• Excerpted passage:
Project No. – 2011
Primary Supervisor
Professor Vincent O’Connor – University of Southampton
Co-Supervisor(s)
Professor Lindy Holden-Dye – University of Southampton
Dr Christopher Green – DSTL Porton Down
Summary
Carbamates and organophosphates prevent the acetylcholine breakdown that facilitates termination of cholinergic nerve signalling.
The essential role of this transmission across phyla underpins its successful use to protect crops and animals from parasites. However, such treatments require protection/containment, as anti-cholinesterases are human neurotoxins. Indeed, the latter has seen these compounds used as chemical warfare/terrorist agents. Affected individuals are placed on a respirator and treated with muscle relaxants and anti-muscarinic agents. Using the model organism C.elegans we identified a complex homeostatic response to protracted exposure that mimics environmental intoxication. This implies that there are underpinning homeostatic mechanism that could be used to mitigate the intoxication and/or improve post exposure recovery. At the core of the anti-cholinergic effects is the super stimulation of the nicotinic acetylcholine receptors (nAChR), the primary signalling component of the cholinergic nerve transmission. We identified distinct mutations in nAchR, with varying sensitivity to the endogenous transmitter affecting outcomes to anticholinesterse intoxication and recovery. Moreover, auxiliary subunits of the acetylcholine receptor that modulate acetylcholine sensitivity afford strong protection. This promotes pharmacological or molecular agents, which shift acetylcholine receptor sensitivity, as novel routes to treatment. The student will characterize existing/engineered receptors mutants designed to shift receptor sensitivity. This will establish if promoting or inhibiting receptor function provides the best route to therapies. There is a growing list of drugs that act as allosteric modulators and change sensitivity of receptor to endogenous transmitter. We will test this chemical class to probe if they provide a route to whole organism treatment. These molecular and pharmacological manipulations will then be investigated in the isolated the phrenic nerve, a mammalian model of respiratory arrest. Thus, the molecular and pharmacological manipulations that model anticholinesterase mitigation in C.elegans will be translated into a mammalian context to platform novel treatments to an important class of toxins.

• Stored data:
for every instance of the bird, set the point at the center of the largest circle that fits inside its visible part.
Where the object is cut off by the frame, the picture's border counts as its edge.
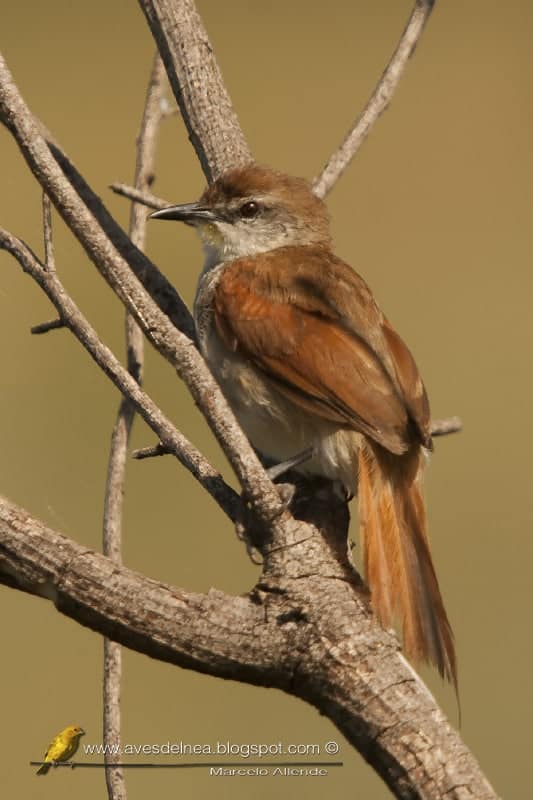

• Assigned task 1: In the project summary, what mammalian model of respiratory arrest will the molecular and pharmacological manipulations be investigated in?
• Assigned task 2: Quote the project summary, beginning at the words "Project No. –" and stopping after "cholinergic nerve signalling.".

• Exercise solution 1: The isolated phrenic nerve.

• Exercise solution 2:
Project No. – 2011
Primary Supervisor
Professor Vincent O’Connor – University of Southampton
Co-Supervisor(s)
Professor Lindy Holden-Dye – University of Southampton
Dr Christopher Green – DSTL Porton Down
Summary
Carbamates and organophosphates prevent the acetylcholine breakdown that facilitates termination of cholinergic nerve signalling.